:: What the task asks ::
Could you copy out every one of the records below word for word, leaving the pictures out?

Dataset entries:
** Start **
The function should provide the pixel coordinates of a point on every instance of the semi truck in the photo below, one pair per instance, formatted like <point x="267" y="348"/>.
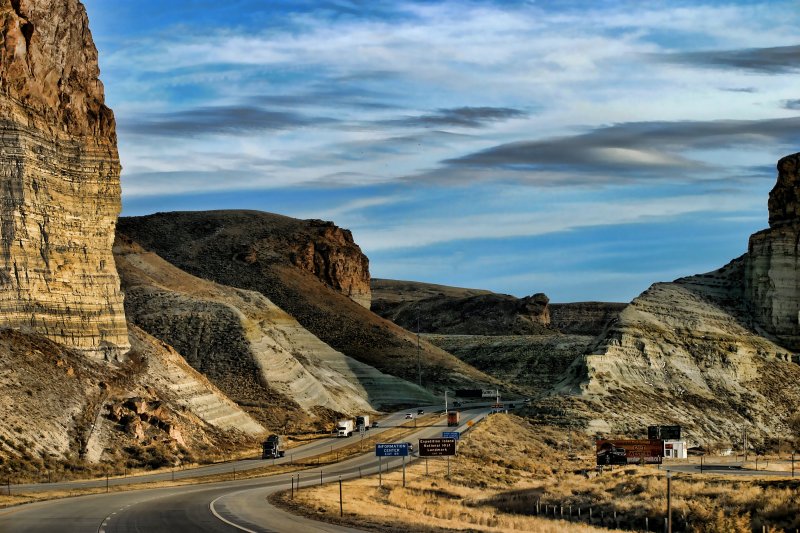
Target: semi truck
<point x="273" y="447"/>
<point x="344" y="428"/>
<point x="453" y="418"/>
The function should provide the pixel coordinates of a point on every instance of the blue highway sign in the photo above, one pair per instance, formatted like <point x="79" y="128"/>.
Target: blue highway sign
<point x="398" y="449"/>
** End **
:: Solved exercise ::
The function should provide the pixel coordinates of a point on every instance of the semi truck in the photo below, one pair per instance, formatted like <point x="267" y="348"/>.
Target: semi truck
<point x="273" y="447"/>
<point x="344" y="428"/>
<point x="453" y="418"/>
The function should provide the pixel coordinates of a point on every instance of the blue highway sign in the photo above, one pair per instance, formatted like <point x="79" y="128"/>.
Target: blue highway sign
<point x="398" y="449"/>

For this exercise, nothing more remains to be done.